### SELECTED EXCERPT
* * * * * * * * *
Re: btrfs crash on armv7

On 2021/4/8 下午7:15, riteshh wrote:

Please excuse my silly queries here.

On 21/04/08 04:38PM, Qu Wenruo wrote:

On 2021/4/8 下午4:16, Joe Hermaszewski wrote:

It took a while but I managed to get hold of another one of these
arm32 boards. Very disappointingly this exact "bitflip" is still
present (log enclosed).

Yeah, we got to the conclusion it's not bitflip, but completely 32bit
limit on armv7.

For ARMv7, it's a 32bit system, where unsigned long is only 32bit.

This means, things like page->index is only 32bit long, and for 4K page
size, it also means all filesystems (not only btrfs) can only utilize at
most 16T bytes.

But there is pitfall for btrfs, btrfs uses its internal address space
for its meatadata, and the address space is U64.

Can you pls point me to the code you are referring here?
So IIUC, you mean since page->index can hold a value which can be upto 32bit in
size so the maximum FS address range which can be accessed is 16T.
This should be true in general for any FS no?

The code is in definition of "struct page",from "include/linux/mm_types.h"

Yes, for all fs.

But no other fs has another internal address space, unlike btrfs.

Btrfs uses its internal space to implement multi-device support.

And furthermore, for btrfs it can have metadata at bytenr way larger
than the total device size.

Is this because of multi-device support?

Yes.

This is possible because btrfs maps part of its address space to real
disks, thus it can have bytenr way larger than device size.

Please a code pointing to that will help me understand this better.
Thanks.

You need to understand btrfs chunk tree first.

Each btrfs chunk item is a mapping from btrfs logical address to each
real device.

The easiest way to understand it is not code, but "btrfs ins dump-tree
-t chunk " to experience it by yourself.

But this brings to a problem, 32bit Linux can only handle 16T, but in
your case, some of your metadata is already beyond 16T in btrfs address
space.

Sorry I am not much aware of the history. Was this disk mkfs on 64-bit system
and then connected to a 32bit board?

Possible.

But there are other cases to go beyond that limit, especially with balance.

So I'm not confident enough to say what's the exact event to make the fs
cross the line.

This also brings me to check with you about other filesystems.
See the capacity section from below wiki[1]. Depending upon the host OS
limitation on the max size of the filesystem may vary right?

[1] https://en.wikipedia.org/wiki/XFS

The last time Dave Chineer said, for xfs larger than 16T, 32bit kernel
will just refuse to mount.

Thanks,
Qu

-ritesh

Then a lot of things are going to be wrong.

I have submitted a patch to do extra check, at least allowing user to
know this is the limit of 32bit:
https://patchwork.kernel.org/project/linux-btrfs/patch/20210225011814.24009-1-...@suse.com/

Unfortunately, this will not help existing fs though.
* * * * * * * * *
### DATA EXCERPTS
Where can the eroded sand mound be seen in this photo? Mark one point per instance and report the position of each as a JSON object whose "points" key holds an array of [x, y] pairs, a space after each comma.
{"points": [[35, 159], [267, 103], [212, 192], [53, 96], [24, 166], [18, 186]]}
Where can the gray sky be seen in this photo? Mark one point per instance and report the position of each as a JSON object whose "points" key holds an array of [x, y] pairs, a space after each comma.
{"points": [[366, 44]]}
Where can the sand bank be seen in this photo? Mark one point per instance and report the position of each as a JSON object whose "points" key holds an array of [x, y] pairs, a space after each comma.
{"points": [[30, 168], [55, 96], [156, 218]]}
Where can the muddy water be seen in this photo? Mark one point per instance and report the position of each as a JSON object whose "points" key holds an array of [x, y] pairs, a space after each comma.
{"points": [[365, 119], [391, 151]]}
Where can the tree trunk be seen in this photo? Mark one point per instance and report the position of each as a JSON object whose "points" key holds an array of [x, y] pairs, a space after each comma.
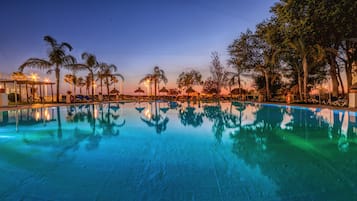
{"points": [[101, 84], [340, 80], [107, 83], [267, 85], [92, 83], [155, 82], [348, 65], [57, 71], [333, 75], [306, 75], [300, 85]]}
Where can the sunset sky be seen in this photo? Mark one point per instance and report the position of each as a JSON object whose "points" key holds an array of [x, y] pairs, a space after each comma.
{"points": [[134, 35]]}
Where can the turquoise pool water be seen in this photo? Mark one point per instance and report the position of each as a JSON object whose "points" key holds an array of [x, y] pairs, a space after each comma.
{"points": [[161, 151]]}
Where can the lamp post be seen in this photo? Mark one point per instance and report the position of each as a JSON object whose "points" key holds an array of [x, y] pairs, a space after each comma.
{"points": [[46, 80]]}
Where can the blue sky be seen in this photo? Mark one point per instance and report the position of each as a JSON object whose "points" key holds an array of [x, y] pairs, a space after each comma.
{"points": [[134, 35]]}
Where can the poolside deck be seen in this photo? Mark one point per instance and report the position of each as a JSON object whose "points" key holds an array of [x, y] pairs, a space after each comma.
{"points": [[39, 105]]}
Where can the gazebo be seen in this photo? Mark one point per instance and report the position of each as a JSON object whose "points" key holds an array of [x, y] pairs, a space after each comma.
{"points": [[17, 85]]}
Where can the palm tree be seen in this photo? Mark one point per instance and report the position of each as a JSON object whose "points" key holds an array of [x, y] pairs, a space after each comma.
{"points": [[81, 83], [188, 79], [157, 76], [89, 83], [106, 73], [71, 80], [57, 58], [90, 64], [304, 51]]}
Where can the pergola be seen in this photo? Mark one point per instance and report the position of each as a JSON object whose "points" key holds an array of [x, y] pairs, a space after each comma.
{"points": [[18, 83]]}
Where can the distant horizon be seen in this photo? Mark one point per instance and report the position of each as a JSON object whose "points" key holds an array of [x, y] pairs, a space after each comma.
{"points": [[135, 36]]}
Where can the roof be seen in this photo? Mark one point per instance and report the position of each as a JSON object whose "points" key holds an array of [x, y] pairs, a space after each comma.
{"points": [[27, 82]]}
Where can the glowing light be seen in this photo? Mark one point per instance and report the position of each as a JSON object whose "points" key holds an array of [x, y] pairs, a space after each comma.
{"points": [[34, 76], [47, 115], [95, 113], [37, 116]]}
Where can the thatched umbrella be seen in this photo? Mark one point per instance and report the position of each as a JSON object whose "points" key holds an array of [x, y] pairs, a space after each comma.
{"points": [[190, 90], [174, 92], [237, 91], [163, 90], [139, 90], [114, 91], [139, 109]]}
* * * * * * * * *
### EXERCISE 1
Please extract everything from "The last time" down to "to be wrong." in the btrfs thread.
### EXERCISE 2
Which command does the btrfs thread suggest running to understand the chunk tree?
### EXERCISE 3
Proceed with the btrfs thread from its final sentence.
The records were taken from a different source than the btrfs thread.

### TASK ANSWER 1
The last time Dave Chineer said, for xfs larger than 16T, 32bit kernel
will just refuse to mount.

Thanks,
Qu

-ritesh

Then a lot of things are going to be wrong.

### TASK ANSWER 2
btrfs ins dump-tree -t chunk

### TASK ANSWER 3
Re: btrfs crash on armv7

On 2021/4/8 下午6:11, Joe Hermaszewski wrote:

Thanks for explaining so patiently, I have a couple more questions if
you have the time:

With the patch I assume that this FS will just refuse to mount on
arm32,

Yes.

If the fs has a chunk beyond 16T, it will be definitely be rejected.
For your case, since you already have such metadata, meaning there is
definitely at least one chunk at or beyond that boundary, thus
immediately rejection will be triggered.

and in general such a large FS can't be used reliably there.

Not "reliably", but completely "unusable".

As btrfs can't even read some metadata, it would be a miracle to mount
the fs while avoiding all metadata read beyond 16T.

(If I'm wrong about this, is it possible to use a 64 bit machine to
move the offending metadata back below 16TB? (I feel that this may be
a gross misunderstanding!))

Moving is possible (balance is here for the work).

But balance can only move data to larger bytenr, meaning it will just
make the case worse.

The requirement for balance to move data/metadata to larger bytenr is,
btrfs assumes chunk with larger bytenr are created newer.
Thus things like balance itself may use that feature to make sure if it
has balanced the full fs.

Thus in btrfs, the bytenr of new chunks are increamental, no way to
create a new chunk with lower bytenr.

I'm not sure I understood this part of your reply:

Btrfs balance will also go forward larger bytenr, thus it's unrelated to size 
at all.

I just realised that the last couple of messages didn't go to the
list, I'm happy for you to reply to the list if you feel that this
conversation would be beneficial there!

Sorry my bad...

Thanks,
Qu

On Thu, Apr 8, 2021 at 5:41 PM Qu Wenruo  wrote:

On 2021/4/8 下午5:36, Joe Hermaszewski wrote:

Thanks for the quick reply! In this case what's the best course of
action for me?

- Can this array be mounted and recovered without problems on a 64 bit
machine?

There should be no problem as long as btrfs check reports no error.

It's purely runtime assumption failed to get met, thus no real damage to
your fs.

- Does this 16TB limit refer to the total size of the devices, or the
apparent size after RAID? (I assume the former as this array is only
14TB after raid I think).

The limit is to any address space, not only some file/device size.

For btrfs even you only have 1 disk with 1T size, you can still get
metadata beyond 16T.

Btrfs balance will also go forward larger bytenr, thus it's unrelated to
size at all.

Thanks,
Qu

Thanks for the patch, I'll take a look at building my system with it in
future.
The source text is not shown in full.